Early (Monday) Circular DeLong Smackdown Squad...
I have just spent four hours on a plane to Edinburgh—four hours when I should have been sleeping—chasing my own analytic tail in a counterproductive way.
It was me demonstrating that I am indeed a Bear of Very Little Brain in ways too numerous to enumerate...
It started when I ran across an excellent twitter thread from Jason Furman:
Some talk lately of Ramsey models and their implications for wage increases under the Unified Framework (warning: irrelevant nerdy thread)...
In the middle of saying a number of smart things, Jason said something that confused me—that a calculation comparing Ramsey model steady—states suggested that a 200b corp tax cut [would bring a] 300b wage increase", at least in "Greg Mankiw’s toy example", which Jason wanted to "stipulate... is right..."
I did not understand where such a conclusion could come from.
So I surfed over to the source on Greg Mankiw's blog, and found some correct math:
A [small] open economy has the production function y=f(k), where y is output per worker and k is capital per worker. The capital stock adjusts so that the after-tax marginal product of capital equals the exogenously given world interest rate r: r=(1-t)f'(k). Wages are set by the marginal product of labor, which (by Euler's theorem) equals: w=f(k)-f'(k)k. We cut the tax rate t. Because f'(k)k is the tax base, the static cost of the tax cut (per worker) is: dx=-f'(k)kdt.
How much will the tax cut increase wages? In particular, what is dw/dx? The first person to email me the correct answer will get a shout-out.... The same calculation would apply to the steady-state of a Ramsey model of a closed economy, where r would be interpreted as the rate of time preference.... Update: Casey Mulligan, who has been thinking along similar lines, was the first to email me the correct answer:
dw/dx = 1/(1 - t).

### Required task
Reproduce the blog post on corporate tax cuts and wage gains word for word, in its entirety.

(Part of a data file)
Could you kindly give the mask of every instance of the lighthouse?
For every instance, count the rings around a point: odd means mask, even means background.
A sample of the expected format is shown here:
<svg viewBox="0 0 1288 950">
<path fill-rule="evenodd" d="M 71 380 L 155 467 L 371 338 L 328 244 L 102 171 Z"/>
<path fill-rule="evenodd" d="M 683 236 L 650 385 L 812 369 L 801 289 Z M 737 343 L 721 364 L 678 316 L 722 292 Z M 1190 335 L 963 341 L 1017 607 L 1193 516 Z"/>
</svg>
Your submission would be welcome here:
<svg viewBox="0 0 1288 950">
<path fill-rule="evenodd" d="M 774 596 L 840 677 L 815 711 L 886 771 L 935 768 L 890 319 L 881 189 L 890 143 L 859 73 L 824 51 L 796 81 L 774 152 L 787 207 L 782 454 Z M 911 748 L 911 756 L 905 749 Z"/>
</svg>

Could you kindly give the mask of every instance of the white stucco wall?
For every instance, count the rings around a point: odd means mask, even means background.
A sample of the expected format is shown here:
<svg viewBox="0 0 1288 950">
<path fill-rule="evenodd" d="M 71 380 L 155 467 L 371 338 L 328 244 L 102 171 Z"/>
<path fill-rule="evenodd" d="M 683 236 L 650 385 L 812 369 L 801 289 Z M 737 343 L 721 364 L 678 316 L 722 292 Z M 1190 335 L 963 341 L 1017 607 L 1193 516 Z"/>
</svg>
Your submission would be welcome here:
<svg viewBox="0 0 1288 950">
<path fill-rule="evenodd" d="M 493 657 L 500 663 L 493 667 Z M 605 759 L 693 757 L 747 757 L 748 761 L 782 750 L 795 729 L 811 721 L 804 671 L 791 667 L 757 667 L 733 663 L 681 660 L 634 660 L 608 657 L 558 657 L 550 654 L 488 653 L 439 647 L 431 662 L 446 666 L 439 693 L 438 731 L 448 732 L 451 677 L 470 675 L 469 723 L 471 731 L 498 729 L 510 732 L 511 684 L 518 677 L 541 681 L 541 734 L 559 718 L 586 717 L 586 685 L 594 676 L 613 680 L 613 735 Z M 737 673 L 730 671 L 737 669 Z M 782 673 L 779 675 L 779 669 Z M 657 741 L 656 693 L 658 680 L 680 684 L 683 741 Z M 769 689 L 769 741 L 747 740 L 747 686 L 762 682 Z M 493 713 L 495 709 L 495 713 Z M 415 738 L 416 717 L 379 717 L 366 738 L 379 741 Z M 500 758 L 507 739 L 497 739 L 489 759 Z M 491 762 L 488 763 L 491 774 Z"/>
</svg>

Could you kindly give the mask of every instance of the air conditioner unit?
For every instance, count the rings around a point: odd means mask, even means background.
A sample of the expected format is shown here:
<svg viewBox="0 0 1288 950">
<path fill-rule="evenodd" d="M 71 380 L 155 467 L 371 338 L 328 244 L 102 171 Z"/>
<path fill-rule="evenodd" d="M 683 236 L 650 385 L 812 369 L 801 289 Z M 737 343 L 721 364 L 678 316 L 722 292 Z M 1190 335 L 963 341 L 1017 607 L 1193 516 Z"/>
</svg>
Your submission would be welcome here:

### Solution for this problem
Early (Monday) Circular DeLong Smackdown Squad...
I have just spent four hours on a plane to Edinburgh—four hours when I should have been sleeping—chasing my own analytic tail in a counterproductive way.
It was me demonstrating that I am indeed a Bear of Very Little Brain in ways too numerous to enumerate...
It started when I ran across an excellent twitter thread from Jason Furman:
Some talk lately of Ramsey models and their implications for wage increases under the Unified Framework (warning: irrelevant nerdy thread)...
In the middle of saying a number of smart things, Jason said something that confused me—that a calculation comparing Ramsey model steady—states suggested that a 200b corp tax cut [would bring a] 300b wage increase", at least in "Greg Mankiw’s toy example", which Jason wanted to "stipulate... is right..."
I did not understand where such a conclusion could come from.
So I surfed over to the source on Greg Mankiw's blog, and found some correct math:
A [small] open economy has the production function y=f(k), where y is output per worker and k is capital per worker. The capital stock adjusts so that the after-tax marginal product of capital equals the exogenously given world interest rate r: r=(1-t)f'(k). Wages are set by the marginal product of labor, which (by Euler's theorem) equals: w=f(k)-f'(k)k. We cut the tax rate t. Because f'(k)k is the tax base, the static cost of the tax cut (per worker) is: dx=-f'(k)kdt.
How much will the tax cut increase wages? In particular, what is dw/dx? The first person to email me the correct answer will get a shout-out.... The same calculation would apply to the steady-state of a Ramsey model of a closed economy, where r would be interpreted as the rate of time preference.... Update: Casey Mulligan, who has been thinking along similar lines, was the first to email me the correct answer:
dw/dx = 1/(1 - t).